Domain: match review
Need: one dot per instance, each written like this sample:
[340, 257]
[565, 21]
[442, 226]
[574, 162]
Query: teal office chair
--------------------------------
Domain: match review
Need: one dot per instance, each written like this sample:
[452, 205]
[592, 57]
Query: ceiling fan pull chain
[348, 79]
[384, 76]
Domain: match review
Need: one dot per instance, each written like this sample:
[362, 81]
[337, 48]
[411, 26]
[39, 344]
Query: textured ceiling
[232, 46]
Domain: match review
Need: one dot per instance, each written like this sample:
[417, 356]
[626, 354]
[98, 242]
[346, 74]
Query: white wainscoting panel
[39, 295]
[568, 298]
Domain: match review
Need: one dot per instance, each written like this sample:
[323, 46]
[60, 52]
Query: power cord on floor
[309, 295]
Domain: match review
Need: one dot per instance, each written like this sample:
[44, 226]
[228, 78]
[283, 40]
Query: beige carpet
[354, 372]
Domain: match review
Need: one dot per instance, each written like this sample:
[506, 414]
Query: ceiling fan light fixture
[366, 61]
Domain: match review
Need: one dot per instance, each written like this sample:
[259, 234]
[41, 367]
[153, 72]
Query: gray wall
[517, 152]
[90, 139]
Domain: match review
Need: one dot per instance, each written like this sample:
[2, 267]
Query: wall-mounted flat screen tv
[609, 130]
--------------------------------
**SHORT PROBLEM**
Filter the rows above and copy out every line that contains the string "ceiling".

**PROBLEM SOLUTION**
Query: ceiling fan pull chain
Query: textured ceiling
Query: ceiling fan light fixture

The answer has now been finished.